Source data
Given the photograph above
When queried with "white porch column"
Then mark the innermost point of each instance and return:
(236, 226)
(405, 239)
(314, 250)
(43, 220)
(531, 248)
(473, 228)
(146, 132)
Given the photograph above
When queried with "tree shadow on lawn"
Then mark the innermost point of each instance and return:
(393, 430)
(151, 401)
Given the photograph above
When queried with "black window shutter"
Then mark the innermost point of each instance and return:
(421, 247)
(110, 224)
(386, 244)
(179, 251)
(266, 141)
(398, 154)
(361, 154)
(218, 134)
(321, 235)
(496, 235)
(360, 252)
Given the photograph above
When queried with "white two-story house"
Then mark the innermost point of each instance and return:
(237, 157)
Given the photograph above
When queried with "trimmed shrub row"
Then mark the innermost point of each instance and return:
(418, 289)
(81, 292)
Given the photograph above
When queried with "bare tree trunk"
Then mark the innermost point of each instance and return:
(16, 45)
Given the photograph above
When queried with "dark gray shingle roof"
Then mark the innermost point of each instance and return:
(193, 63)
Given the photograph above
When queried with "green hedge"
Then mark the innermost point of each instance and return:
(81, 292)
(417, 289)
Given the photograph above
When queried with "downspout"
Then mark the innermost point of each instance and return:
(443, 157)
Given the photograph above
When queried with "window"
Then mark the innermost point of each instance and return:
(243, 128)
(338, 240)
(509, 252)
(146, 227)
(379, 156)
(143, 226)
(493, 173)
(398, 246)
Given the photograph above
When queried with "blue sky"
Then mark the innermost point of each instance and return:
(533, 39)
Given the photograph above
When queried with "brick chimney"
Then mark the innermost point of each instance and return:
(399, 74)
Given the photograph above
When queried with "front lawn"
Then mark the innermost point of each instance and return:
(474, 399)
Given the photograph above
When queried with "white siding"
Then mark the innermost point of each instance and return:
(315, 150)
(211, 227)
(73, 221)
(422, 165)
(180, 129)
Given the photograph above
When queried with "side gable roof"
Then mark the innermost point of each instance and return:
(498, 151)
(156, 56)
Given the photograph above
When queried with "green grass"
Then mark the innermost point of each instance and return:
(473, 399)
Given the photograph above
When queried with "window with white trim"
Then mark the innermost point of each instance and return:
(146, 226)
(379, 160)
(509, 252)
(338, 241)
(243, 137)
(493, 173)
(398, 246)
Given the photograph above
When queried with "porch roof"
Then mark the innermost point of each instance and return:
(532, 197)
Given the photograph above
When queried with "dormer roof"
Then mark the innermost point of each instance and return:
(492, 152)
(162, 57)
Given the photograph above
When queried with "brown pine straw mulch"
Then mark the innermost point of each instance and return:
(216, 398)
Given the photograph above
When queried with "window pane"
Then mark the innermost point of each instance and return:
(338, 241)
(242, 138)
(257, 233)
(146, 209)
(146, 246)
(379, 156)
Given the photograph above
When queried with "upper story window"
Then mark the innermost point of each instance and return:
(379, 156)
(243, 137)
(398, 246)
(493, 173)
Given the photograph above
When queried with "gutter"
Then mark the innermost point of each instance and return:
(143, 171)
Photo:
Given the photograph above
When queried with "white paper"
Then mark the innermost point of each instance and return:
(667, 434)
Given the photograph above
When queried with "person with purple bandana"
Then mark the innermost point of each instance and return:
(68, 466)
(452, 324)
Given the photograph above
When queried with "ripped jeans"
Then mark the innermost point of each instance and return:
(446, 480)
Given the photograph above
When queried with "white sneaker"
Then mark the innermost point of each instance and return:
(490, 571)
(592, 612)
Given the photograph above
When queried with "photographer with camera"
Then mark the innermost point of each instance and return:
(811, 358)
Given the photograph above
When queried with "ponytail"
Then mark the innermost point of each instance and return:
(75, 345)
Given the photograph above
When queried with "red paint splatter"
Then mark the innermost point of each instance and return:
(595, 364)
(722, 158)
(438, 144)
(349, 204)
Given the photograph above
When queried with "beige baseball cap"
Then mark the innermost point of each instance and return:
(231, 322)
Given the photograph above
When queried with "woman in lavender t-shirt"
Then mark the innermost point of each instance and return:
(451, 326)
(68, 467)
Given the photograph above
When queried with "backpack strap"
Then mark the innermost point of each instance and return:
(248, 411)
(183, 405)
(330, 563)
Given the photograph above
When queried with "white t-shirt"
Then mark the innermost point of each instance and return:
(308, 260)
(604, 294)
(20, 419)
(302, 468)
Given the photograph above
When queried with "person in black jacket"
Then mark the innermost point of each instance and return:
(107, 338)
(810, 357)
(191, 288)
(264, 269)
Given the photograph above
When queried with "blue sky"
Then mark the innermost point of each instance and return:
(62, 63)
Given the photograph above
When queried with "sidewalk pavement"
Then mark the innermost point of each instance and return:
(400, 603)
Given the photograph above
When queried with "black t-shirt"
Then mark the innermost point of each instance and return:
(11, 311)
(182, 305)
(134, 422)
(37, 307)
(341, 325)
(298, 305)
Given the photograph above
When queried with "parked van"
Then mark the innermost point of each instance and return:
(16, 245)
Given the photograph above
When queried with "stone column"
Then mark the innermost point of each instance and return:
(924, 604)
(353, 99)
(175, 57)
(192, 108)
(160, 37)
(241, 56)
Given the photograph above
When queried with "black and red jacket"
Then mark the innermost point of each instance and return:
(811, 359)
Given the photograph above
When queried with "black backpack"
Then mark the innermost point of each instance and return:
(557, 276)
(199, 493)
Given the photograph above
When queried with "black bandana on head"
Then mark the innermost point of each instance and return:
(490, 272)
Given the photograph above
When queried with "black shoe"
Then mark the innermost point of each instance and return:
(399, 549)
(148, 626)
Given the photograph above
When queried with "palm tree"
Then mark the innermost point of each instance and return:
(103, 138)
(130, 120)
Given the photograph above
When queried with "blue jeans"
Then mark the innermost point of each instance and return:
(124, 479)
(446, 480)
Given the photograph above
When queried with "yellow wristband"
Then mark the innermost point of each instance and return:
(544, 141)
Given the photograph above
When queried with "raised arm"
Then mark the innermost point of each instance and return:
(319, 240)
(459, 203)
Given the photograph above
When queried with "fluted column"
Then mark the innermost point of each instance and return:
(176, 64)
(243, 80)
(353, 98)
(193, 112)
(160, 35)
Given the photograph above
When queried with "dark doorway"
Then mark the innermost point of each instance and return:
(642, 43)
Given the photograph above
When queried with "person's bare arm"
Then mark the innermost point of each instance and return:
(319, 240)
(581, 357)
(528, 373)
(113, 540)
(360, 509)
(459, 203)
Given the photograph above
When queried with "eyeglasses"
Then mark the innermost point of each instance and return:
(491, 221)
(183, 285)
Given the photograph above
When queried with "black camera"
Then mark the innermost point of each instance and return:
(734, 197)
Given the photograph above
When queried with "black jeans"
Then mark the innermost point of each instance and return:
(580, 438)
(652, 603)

PROBLEM TO SOLVE:
Pick out, from the lines above, every one that contains the string "jacket".

OUTPUT FOR THIS TASK:
When queried with "person in black jacket"
When queried with "black and red jacket"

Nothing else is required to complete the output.